TEXT SHOWN:
--- BEGIN ---
CS 76 / 176

Why probabilistic reasoning?

• Imperfect measurement of data. (hidden state)
• Imperfect computation (e.g. chess)
• Randomized algorithms?

Review of probability

Random variables: variable that take on values based on some distribution.

Example: $\{x\}$, a boolean-valued random variable.
We write $x$ to denote $\{x\} = \mathrm{true}$.

$P(a)$: probability that $\{a\} = \mathrm{t}$

$P(\neg a)$: probability that $\{a\} = \mathrm{f}$

Independent variables

Independent variables:

$P(a \wedge b) = P(a) P(b)$

but $P(a \vee b)$ is not $P(a) + P(b)$.

Flip a coin twice. Let $P(h_1)$ be probability of heads first flip. Let $P(h_2)$ be probability of heads second flip.
--- END ---
INSTRUCTIONS TO FOLLOW: Decide whether each statement agrees with the probability notes above: 1. Chess is given as an example of imperfect computation. 2. For independent variables, $P(a \vee b)$ equals $P(a) + P(b)$. 3. $P(\neg a)$ is the probability that $\{a\}$ is true. Answer yes or no for each, quoting the deciding words of the notes.

SUPPLIED RECORDS:
--- BEGIN ---
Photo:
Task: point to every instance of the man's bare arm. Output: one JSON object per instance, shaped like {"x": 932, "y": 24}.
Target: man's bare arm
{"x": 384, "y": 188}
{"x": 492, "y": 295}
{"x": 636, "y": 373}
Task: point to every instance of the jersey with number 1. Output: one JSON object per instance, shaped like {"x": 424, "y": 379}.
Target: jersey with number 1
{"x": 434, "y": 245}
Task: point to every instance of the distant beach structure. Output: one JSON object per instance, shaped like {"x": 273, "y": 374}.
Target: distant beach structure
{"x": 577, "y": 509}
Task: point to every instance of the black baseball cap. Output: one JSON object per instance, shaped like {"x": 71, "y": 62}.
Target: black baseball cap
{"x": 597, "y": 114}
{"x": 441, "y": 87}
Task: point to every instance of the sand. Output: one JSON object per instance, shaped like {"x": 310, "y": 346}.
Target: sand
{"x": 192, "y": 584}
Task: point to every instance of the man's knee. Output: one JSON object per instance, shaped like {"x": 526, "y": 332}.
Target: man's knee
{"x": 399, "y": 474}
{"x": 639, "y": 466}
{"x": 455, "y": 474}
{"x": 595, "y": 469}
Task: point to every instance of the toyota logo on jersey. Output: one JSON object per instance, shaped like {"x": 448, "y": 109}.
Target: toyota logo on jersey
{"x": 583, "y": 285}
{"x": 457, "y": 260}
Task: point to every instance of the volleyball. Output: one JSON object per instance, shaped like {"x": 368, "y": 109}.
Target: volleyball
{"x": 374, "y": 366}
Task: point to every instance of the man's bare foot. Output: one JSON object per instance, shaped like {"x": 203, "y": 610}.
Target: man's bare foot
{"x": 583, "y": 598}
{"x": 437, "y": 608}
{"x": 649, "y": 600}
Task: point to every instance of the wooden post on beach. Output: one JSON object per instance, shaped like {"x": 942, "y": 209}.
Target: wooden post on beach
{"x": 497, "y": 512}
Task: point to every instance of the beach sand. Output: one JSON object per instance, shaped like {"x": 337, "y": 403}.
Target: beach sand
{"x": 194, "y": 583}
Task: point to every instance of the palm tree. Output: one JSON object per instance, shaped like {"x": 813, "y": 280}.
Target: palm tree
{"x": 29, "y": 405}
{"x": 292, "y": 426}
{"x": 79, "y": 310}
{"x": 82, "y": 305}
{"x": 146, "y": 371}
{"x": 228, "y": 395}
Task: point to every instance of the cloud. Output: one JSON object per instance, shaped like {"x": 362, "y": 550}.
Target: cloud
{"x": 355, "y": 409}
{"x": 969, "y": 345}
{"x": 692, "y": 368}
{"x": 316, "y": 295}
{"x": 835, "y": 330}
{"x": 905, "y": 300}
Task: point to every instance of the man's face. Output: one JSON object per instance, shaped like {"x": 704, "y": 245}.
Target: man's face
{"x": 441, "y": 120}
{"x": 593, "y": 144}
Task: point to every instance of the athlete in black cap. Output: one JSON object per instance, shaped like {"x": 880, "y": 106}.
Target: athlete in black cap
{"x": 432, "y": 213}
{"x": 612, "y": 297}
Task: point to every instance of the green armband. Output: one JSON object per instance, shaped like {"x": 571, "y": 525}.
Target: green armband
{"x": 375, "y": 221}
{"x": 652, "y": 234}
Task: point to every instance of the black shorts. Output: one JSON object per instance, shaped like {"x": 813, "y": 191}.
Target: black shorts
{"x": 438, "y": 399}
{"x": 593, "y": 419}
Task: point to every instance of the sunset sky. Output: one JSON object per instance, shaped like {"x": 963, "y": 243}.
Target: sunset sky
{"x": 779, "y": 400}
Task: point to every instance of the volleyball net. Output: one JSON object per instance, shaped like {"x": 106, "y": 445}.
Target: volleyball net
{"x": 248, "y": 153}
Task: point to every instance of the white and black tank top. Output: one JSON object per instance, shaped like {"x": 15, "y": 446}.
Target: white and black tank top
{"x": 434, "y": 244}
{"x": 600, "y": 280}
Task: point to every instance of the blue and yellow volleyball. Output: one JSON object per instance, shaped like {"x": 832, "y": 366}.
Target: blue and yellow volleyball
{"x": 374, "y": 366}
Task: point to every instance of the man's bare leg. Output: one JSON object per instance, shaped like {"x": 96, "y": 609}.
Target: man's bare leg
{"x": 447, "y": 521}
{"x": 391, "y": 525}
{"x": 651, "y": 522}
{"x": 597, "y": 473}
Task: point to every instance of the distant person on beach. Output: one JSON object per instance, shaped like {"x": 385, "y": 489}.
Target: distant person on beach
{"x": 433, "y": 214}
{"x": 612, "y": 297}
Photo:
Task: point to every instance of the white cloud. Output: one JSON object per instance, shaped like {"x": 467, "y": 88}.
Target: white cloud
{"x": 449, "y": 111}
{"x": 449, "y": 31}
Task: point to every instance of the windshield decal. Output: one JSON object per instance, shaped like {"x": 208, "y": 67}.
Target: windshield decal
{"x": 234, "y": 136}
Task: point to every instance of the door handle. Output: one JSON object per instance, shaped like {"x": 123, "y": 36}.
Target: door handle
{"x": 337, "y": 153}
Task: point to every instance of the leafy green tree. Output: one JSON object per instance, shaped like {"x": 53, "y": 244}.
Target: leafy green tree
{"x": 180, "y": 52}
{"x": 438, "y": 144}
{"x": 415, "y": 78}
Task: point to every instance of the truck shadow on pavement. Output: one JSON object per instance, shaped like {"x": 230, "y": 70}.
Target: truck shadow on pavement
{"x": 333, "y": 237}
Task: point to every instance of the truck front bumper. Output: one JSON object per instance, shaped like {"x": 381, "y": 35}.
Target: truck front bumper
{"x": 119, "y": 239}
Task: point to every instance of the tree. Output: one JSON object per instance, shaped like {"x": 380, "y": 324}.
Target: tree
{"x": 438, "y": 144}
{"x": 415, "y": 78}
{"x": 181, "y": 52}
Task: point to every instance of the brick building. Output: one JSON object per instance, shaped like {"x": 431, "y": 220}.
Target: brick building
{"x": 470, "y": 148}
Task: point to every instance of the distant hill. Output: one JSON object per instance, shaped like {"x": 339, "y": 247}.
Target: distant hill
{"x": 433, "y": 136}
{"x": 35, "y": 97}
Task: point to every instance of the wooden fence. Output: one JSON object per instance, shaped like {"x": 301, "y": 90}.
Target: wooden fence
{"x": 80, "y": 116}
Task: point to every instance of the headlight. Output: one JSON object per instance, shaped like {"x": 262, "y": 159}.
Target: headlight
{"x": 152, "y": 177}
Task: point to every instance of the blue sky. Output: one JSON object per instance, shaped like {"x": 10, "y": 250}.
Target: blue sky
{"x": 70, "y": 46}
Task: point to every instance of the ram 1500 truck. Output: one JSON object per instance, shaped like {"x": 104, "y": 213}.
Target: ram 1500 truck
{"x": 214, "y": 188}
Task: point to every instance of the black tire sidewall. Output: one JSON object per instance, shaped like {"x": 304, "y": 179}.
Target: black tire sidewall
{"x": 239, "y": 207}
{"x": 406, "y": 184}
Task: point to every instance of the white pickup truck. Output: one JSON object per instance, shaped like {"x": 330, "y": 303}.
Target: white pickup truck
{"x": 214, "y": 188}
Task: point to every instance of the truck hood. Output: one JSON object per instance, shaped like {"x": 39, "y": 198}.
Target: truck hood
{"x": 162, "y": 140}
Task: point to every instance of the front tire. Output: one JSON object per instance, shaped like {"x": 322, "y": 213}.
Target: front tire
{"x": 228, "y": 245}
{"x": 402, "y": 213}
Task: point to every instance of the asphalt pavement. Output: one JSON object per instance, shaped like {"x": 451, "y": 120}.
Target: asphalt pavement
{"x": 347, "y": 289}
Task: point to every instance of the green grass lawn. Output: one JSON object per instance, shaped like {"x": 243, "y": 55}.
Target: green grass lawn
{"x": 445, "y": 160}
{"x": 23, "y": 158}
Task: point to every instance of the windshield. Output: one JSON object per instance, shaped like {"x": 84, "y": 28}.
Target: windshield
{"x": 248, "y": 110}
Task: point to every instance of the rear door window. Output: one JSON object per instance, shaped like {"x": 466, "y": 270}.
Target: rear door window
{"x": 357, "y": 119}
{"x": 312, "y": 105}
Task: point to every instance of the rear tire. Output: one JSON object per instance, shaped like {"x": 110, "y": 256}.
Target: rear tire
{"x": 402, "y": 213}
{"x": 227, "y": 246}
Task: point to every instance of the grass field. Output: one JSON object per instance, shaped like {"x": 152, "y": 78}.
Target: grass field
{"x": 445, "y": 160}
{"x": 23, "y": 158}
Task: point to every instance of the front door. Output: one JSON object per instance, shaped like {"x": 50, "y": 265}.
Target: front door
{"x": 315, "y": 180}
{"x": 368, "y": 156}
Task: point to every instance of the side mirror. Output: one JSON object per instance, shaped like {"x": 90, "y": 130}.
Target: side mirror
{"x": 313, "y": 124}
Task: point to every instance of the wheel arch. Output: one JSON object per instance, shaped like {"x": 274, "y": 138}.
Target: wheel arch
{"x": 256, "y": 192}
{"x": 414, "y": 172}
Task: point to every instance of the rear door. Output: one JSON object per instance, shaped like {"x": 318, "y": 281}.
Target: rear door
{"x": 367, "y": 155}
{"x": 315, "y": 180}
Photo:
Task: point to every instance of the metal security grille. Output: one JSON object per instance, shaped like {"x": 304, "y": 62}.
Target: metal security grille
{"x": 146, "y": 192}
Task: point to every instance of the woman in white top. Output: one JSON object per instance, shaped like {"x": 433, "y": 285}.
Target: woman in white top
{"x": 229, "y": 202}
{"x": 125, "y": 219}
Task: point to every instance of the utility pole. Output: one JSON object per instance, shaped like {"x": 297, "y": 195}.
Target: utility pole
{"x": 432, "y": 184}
--- END ---
OUTPUT OF THE TASK:
1. Yes: "Imperfect computation (e.g. chess)"
2. No: "but $P(a \vee b)$ is not $P(a) + P(b)$."
3. No: "$P(\neg a)$: probability that $\{a\} = \mathrm{f}$"